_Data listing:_
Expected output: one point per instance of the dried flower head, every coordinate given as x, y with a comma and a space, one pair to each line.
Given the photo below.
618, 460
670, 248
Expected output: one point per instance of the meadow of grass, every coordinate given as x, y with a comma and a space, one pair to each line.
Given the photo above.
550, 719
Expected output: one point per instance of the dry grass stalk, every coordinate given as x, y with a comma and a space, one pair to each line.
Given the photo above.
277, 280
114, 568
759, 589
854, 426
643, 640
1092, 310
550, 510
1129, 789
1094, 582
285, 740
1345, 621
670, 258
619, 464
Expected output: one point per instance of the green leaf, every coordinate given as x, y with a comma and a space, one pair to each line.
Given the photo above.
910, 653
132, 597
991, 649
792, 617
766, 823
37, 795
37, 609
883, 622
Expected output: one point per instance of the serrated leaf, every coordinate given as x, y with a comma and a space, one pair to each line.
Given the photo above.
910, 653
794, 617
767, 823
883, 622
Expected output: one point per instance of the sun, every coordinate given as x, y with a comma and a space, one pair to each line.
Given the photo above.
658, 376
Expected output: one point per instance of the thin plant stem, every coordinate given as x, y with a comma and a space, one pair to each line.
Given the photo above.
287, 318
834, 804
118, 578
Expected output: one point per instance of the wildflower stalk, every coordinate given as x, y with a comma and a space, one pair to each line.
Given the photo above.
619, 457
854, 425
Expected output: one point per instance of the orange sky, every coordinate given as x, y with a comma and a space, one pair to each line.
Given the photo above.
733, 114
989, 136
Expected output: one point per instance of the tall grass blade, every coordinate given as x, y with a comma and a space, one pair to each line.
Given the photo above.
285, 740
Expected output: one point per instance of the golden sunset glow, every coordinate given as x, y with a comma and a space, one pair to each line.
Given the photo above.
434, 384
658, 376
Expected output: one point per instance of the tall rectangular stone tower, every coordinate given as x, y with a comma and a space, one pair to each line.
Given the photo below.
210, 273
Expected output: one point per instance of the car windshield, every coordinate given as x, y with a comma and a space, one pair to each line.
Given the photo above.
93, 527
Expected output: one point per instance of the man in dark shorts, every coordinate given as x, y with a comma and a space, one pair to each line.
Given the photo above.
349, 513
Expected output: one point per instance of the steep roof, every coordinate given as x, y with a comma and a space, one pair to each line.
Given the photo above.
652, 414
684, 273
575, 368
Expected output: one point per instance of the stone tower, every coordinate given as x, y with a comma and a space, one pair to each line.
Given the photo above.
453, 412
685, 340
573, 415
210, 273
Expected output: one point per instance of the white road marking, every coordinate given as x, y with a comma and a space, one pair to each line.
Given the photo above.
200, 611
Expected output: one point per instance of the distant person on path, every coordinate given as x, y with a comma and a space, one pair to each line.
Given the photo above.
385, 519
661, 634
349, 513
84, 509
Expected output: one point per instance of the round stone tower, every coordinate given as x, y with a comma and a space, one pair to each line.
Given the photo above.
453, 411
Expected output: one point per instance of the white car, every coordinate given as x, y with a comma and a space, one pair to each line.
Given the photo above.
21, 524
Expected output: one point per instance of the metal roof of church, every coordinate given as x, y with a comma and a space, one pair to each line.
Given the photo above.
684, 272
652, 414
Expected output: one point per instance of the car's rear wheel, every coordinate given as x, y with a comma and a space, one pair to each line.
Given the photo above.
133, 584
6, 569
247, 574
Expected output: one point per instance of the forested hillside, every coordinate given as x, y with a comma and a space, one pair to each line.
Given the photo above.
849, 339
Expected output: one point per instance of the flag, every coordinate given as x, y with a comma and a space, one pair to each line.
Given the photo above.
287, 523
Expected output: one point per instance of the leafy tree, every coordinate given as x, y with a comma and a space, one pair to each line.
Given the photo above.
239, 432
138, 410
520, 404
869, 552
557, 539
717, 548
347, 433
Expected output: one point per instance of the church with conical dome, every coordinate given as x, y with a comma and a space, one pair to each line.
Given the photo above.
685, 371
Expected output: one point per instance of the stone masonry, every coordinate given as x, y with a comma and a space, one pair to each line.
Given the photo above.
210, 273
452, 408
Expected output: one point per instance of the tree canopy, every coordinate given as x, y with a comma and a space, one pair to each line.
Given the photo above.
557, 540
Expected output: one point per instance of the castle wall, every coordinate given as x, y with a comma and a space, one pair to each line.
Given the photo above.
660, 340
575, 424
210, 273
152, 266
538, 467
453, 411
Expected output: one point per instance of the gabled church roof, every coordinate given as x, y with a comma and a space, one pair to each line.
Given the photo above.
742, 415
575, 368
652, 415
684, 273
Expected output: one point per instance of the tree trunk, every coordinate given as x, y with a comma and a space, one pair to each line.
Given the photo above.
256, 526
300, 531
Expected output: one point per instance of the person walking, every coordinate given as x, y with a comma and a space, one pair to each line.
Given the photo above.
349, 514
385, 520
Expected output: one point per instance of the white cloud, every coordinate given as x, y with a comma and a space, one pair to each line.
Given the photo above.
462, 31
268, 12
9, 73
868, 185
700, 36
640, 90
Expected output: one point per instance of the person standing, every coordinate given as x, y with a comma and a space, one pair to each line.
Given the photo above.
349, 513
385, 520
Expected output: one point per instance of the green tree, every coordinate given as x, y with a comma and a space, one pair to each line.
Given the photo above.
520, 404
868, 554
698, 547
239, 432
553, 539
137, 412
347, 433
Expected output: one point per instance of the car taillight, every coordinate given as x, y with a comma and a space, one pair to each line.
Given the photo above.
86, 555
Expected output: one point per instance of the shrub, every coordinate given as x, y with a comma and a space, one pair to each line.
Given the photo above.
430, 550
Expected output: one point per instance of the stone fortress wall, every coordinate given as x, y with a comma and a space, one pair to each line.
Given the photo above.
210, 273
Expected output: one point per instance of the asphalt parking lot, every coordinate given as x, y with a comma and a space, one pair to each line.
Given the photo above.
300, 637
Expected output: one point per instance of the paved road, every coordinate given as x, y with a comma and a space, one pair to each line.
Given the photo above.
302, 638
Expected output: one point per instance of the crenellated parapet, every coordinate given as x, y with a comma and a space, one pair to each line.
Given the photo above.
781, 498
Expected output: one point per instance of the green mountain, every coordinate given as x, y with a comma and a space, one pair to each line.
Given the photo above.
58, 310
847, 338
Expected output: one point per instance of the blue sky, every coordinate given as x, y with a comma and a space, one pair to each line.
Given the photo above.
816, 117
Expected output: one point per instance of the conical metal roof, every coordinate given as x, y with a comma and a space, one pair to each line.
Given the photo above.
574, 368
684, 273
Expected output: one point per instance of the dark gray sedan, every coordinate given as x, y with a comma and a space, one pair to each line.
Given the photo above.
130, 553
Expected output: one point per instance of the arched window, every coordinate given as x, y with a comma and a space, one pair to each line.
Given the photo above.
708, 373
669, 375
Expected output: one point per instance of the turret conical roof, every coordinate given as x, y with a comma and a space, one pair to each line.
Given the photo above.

_PROBLEM TO SOLVE:_ Extract each line of the listing above, copying it word for word.

_COMPLETED EXERCISE:_
Expected output: one point per instance of the dried flower head, every coordinate given as x, y with a comma and a space, one pair to each line.
Given the photo below.
618, 460
670, 248
Expected output: one point per instance of the meadow of grass, every coordinate given as x, y with a comma and a space, one pair to each line.
Given the photo above.
550, 719
Expected output: one point per instance of the dry grass stalk, every coordinate given as x, y with a comma and a space, one pair to each line.
Given the photo above.
277, 280
114, 568
759, 589
854, 426
643, 640
1092, 310
550, 510
1129, 789
1094, 582
285, 740
1345, 621
670, 258
619, 464
Expected output: one point per instance of the green leaf, every coordinate given as x, y with a comma and a space, one pair to each line.
Given the photo above.
910, 653
132, 597
991, 649
792, 617
766, 823
37, 795
37, 609
883, 622
Expected output: one point per instance of the serrated leaf, every coordinate given as x, y with a comma and a space, one pair to each line.
Given the photo above.
910, 653
794, 617
767, 823
883, 622
Expected output: one point per instance of the sun, every coordinate given as x, y with a comma and a space, one pair to each line.
Given the photo above.
658, 376
Expected output: one point per instance of the thin plant stem, every coordinate given as x, y with a comma and a space, one pair to each line.
Given the photo above.
287, 318
834, 804
118, 578
Expected output: one point per instance of the wildflower stalk, every coordinate given as x, y with a comma and a space, one pair to each line.
Given the photo above.
619, 457
854, 425
Expected output: one point per instance of the orange sky, every coordinate given as x, y with a comma and a space, one pair to each line.
Given the photo above.
733, 114
989, 136
Expected output: one point per instance of the tall grass blade, every coordinate given as x, y with a comma and a space, one pair to each line.
Given the photo above.
285, 740
Expected output: one point per instance of the golden sunset glow, every coordinate given as x, y with a comma and a space, one pair to each line.
Given the photo above.
434, 384
658, 376
Expected output: one point per instance of the tall rectangular stone tower, every coordinate given as x, y with a comma and a space, one pair to each line.
Given the photo below.
210, 273
Expected output: one point per instance of the car windshield, every coordinate given as x, y with a comma and a space, one pair to each line.
Given the photo above.
93, 527
Expected output: one point per instance of the man in dark shorts, every coordinate given as x, y with a comma and a space, one pair to each line.
Given the photo above.
349, 513
Expected output: one point per instance of the steep roof, every coordinate given as x, y with a comma and a space, one pair to each line.
Given the photo above.
652, 414
684, 273
575, 368
Expected output: one point per instance of the stone tower, every coordinate given as x, y with a comma and a space, one pair to each line.
Given the photo above.
453, 412
685, 340
573, 415
210, 273
Expected output: one point per instance of the white road marking, every coordinate given as x, y with a comma and a space, one pair to each line.
Given the photo above.
200, 611
Expected output: one point per instance of the distant person on path, every coordinate given as x, y with a comma and a space, one pair to each line.
Given the photo above.
385, 519
661, 634
349, 513
84, 509
Expected output: one point per instance of the round stone tower, every coordinate given as x, y with a comma and a space, one pair to each line.
Given the photo above.
453, 411
Expected output: one point per instance of the white car, every coordinate given as x, y with a comma and a space, one pair to each line.
Given the photo above.
21, 524
Expected output: one point per instance of the metal roof of church, every coordinate given as x, y with a comma and a space, one pair to each line.
Given the photo above.
684, 272
652, 414
Expected output: one point per instance of the car's rear wheel, every coordinate given as x, y with a comma and a space, one pair to each line.
Given the photo above.
133, 584
6, 569
247, 574
Expected output: one point per instance of the forested hillside, every coordinate given as x, y with a comma and a space, one pair to each line.
Given the photo above.
849, 339
Expected output: one point per instance of the flag, every coordinate given as x, y with a comma and a space, one pair to each line.
Given the photo above.
287, 523
Expected output: one point per instance of the leafy tree, every coordinate given as x, y with a comma and a space, one pair to each line.
Given the photo above.
239, 432
138, 410
520, 404
869, 552
557, 539
717, 548
347, 433
Expected output: one point per instance of the church with conical dome, every coordinate given as x, y with a comma and a space, one pair to each line.
Given the photo above.
685, 371
Expected output: one point per instance of the stone masonry, every coordinate given as x, y with a comma and a space, one pair to each line.
Given the photo above.
210, 273
452, 408
Expected output: one point per instance of the tree canopy, every coordinate given as x, y with a comma and a space, one pair to each line.
Given the photo above.
557, 540
Expected output: one point per instance of the castle wall, every coordinate given as x, y with a comma and a space, one pair to each line.
Given the photo above.
660, 340
575, 424
210, 273
152, 266
538, 467
453, 411
Expected output: one point per instance of the gabled church roof, every coordinate given as x, y with a comma and a space, one pair to each line.
Given the photo above.
742, 415
575, 368
652, 415
684, 273
Expected output: one point per instance of the tree trunk, every coordinate given as x, y with a comma and a space, one pair to each line.
Given the photo above.
256, 526
300, 531
Expected output: one point per instance of the person walking, every coordinate given as x, y with a comma and a space, one pair to each line.
Given the photo above.
349, 514
385, 520
Expected output: one point per instance of the white cloud, every coordinate given as x, y with a comma and a space, one pair to each line.
Given the photo above.
462, 31
268, 12
9, 73
868, 185
700, 36
640, 90
Expected output: one point per instance of the person standing, every coordinate given as x, y with a comma and a space, one pair to each line.
Given the photo above.
349, 513
385, 520
Expected output: one point per instance of the green tree, every coordinate given as x, y with a comma and a space, one pair to each line.
Given the photo above.
520, 404
868, 554
698, 547
239, 432
553, 539
137, 412
347, 433
Expected output: one point per instance of the car taillight, every coordinate given as x, y with a comma and a space, one pair to each line.
Given the photo above.
86, 555
Expected output: one point per instance of the shrub, every coordinate given as x, y with a comma and a space, one pair to each line.
Given the photo above.
430, 550
Expected output: one point per instance of the stone fortress wall, every coordinate given as x, y with a comma and a space, one pair to each line.
Given the photo above.
210, 273
Expected output: one point per instance of the asphalt parking lot, every coordinate given as x, y with a comma and a space, one pair to each line.
Given the photo above.
300, 637
Expected output: one point per instance of the paved road, every coordinate given as x, y with a comma and a space, one pair to each line.
Given the photo above.
302, 638
Expected output: one point per instance of the crenellated parapet, every coordinate given as x, y with a comma and a space, one pair to each line.
Given the photo above.
781, 498
Expected output: one point per instance of the green mountain, every coordinate given as x, y with a comma and a space, one pair to each line.
Given the photo above.
58, 310
847, 338
Expected output: one point per instance of the blue sky, every coordinate given as x, y with a comma and a space, one pair to each line.
Given the photo above.
816, 117
Expected output: one point per instance of the conical metal roof, every coordinate given as x, y with a comma and a space, one pair to each line.
Given the photo above.
574, 368
684, 273
Expected output: one point per instance of the dark gray sedan, every coordinate given as x, y with a comma and a space, one pair to each line.
Given the photo above.
130, 553
Expected output: one point per instance of the arched window, every coordinate given as x, y with a comma and a space, one pair to each line.
Given the photo above.
708, 373
669, 375
Expected output: one point per instance of the turret conical roof, every coordinate given as x, y with a comma and a space, one pair to each line.
Given the photo above.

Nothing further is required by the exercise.